Extracted information ▸
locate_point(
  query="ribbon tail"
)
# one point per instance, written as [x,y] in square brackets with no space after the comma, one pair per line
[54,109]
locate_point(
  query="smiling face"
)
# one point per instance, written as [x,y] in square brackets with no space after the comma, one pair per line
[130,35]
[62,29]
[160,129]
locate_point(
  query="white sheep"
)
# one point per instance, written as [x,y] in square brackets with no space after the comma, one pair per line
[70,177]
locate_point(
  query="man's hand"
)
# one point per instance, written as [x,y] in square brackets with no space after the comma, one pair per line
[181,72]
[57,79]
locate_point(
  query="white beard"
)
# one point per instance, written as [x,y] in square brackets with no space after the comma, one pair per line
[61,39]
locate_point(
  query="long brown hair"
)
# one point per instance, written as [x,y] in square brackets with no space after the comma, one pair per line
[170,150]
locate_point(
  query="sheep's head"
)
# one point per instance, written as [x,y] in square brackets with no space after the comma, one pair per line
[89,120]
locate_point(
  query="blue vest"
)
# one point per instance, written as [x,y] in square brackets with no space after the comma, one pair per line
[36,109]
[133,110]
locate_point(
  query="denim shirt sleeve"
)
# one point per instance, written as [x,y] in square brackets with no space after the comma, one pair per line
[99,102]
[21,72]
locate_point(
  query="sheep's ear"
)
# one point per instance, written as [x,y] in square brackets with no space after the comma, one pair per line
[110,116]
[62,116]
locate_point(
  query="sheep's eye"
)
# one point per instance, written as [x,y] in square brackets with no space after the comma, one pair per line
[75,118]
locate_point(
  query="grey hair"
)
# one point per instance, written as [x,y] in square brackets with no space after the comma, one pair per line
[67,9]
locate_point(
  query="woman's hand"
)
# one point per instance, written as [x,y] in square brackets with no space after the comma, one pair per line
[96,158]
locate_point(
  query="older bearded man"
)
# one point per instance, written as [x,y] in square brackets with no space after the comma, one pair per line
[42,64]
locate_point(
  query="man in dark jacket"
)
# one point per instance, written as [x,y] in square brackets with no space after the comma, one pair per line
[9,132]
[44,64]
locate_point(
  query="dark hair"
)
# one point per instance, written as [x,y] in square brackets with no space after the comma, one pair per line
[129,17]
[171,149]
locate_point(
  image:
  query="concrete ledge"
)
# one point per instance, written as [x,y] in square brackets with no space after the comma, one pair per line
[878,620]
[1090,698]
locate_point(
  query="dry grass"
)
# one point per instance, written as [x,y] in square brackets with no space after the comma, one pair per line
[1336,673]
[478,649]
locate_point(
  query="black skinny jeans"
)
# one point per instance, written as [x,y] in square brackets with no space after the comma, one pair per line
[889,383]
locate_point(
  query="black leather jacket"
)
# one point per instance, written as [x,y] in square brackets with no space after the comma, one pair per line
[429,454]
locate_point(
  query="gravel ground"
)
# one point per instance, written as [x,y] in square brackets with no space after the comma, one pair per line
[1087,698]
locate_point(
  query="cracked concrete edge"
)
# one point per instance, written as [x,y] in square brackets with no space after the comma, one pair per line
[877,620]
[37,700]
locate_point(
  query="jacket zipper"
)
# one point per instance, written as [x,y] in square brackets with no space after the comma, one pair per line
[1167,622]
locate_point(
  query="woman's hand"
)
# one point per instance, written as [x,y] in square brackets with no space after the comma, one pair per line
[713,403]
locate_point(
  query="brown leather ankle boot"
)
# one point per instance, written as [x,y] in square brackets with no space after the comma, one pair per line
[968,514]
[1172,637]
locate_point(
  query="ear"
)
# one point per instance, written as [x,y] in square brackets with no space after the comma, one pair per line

Exercise requirements ▸ Write out the complete set of records exactly as given.

Completed task ▸
locate_point(
  query="ribbon tail"
)
# one point per instance, written as [x,y] in square brackets with no space after the comma, one pair per line
[54,109]
locate_point(
  query="smiling face"
)
# one point per instance, written as [x,y] in square brackets with no space after the comma, one pair per line
[130,35]
[62,29]
[160,129]
locate_point(
  query="white sheep"
)
# one point per instance, written as [x,y] in square brackets with no space after the comma, one pair per line
[70,177]
locate_point(
  query="man's hand"
)
# one point per instance, written as [x,y] in square brackets with no space after the comma, one pair per line
[181,72]
[57,79]
locate_point(
  query="white beard"
)
# one point per instance, written as [x,y] in square brackets with no space after the comma, one pair per line
[61,39]
locate_point(
  query="long brown hair"
)
# one point per instance, written as [x,y] in square brackets with no space after the comma, one pair per line
[170,150]
locate_point(
  query="sheep's head"
)
# one point per instance, written as [x,y] in square brackets with no space after the comma, one pair per line
[89,120]
locate_point(
  query="blue vest"
)
# one point per instance, written as [x,y] in square brackets with no space after the comma, one pair per line
[36,109]
[133,110]
locate_point(
  query="denim shirt sleeve"
)
# one point per instance, written as [x,y] in square brackets with no space after the comma, one pair per line
[99,102]
[21,72]
locate_point(
  query="sheep's ear"
)
# one point per instance, written as [x,y] in square brackets with no space after the comma, one pair per line
[110,116]
[62,116]
locate_point(
  query="sheep's eye"
)
# one point per instance, written as [x,y] in square brackets with no space after the comma, one pair per line
[75,118]
locate_point(
  query="grey hair"
)
# one point per instance, written as [x,y] in square brackets with no space after the comma, one pair per line
[67,9]
locate_point(
  query="woman's hand"
)
# one point per instance, written as [x,y] in square brackets with no space after the comma, one pair per line
[96,158]
locate_point(
  query="older bearded man"
)
# one point per instance, written as [x,y] in square brackets with no space after the comma, one pair per line
[42,64]
locate_point(
  query="man in dark jacket"
)
# one point per instance, written as [x,y] in square brackets with no space after the comma, one pair per line
[9,132]
[44,64]
locate_point(
  query="dark hair"
)
# one point per instance, written as [x,y] in square brackets with no space after the comma, one pair per line
[129,17]
[171,149]
locate_point(
  image:
  query="concrete ledge"
)
# one point per instance, written as [x,y] in square brackets with no space after the comma, one pair per line
[878,620]
[1090,698]
locate_point(
  query="dry grass"
)
# one point per instance, written as [x,y] in square brackets with no space after the comma, one pair per line
[1336,673]
[478,649]
locate_point(
  query="black skinny jeans"
)
# one point per instance, written as [x,y] in square brackets with no space after the comma, one pair per line
[889,383]
locate_point(
  query="black leather jacket"
)
# one point per instance, written as [x,y] in square brackets with no space after the comma, one pair per line
[429,454]
locate_point(
  query="gravel ground"
)
# one point per instance, written as [x,y] in square brackets with no space after the comma, one pair per line
[1087,698]
locate_point(
  query="cracked concrete edge"
)
# one point per instance, written as [x,y] in square brackets with no space after the comma, one pair per line
[877,620]
[37,700]
locate_point(
  query="jacket zipper"
)
# one point per instance, written as [x,y] in square brackets with no space after the comma, one pair per line
[1167,622]
locate_point(
  query="woman's hand"
)
# one point per instance, written as [x,y] in square brackets with no space after the comma, one pair per line
[713,403]
locate_point(
  query="brown leather ankle boot"
)
# one point per instance, written as [x,y] in square brackets with no space after the comma, one pair per line
[968,514]
[1172,637]
locate_point(
  query="ear"
)
# one point per instance, written as [x,y] in square brackets with no space after the comma, one pair per line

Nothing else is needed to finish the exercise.